===== EXERCISE DATA

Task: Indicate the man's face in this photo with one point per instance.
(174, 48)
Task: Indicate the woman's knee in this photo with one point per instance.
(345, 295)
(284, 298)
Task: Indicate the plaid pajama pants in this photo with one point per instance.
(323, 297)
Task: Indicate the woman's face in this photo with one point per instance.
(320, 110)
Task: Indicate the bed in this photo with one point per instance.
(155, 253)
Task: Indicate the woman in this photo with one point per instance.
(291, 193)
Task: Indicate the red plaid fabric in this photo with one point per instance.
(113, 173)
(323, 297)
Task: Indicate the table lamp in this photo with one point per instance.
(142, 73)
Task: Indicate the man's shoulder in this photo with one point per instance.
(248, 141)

==========

TASK ITEM – The output should be a character-exact copy of all entries.

WRITTEN REPLY –
Task: Indicate the man's face in this photo with one point per instance.
(174, 48)
Task: Indicate the woman's knee in this photo with one point per instance.
(345, 295)
(284, 298)
Task: Indicate the plaid pajama pants in this photo with one point per instance.
(323, 297)
Task: Indicate the woman's face in this photo with one point per instance.
(320, 110)
Task: Indicate the bed in this photo with one point per instance.
(155, 253)
Task: Indicate the woman in this photo with one point per instance.
(291, 193)
Task: Indicate the red plaid fabric in this photo with one point per instance.
(113, 173)
(323, 297)
Task: Indicate the table lamp in this photo with one point per instance.
(142, 73)
Task: Indicate the man's shoulder in this photo with one point per instance.
(248, 141)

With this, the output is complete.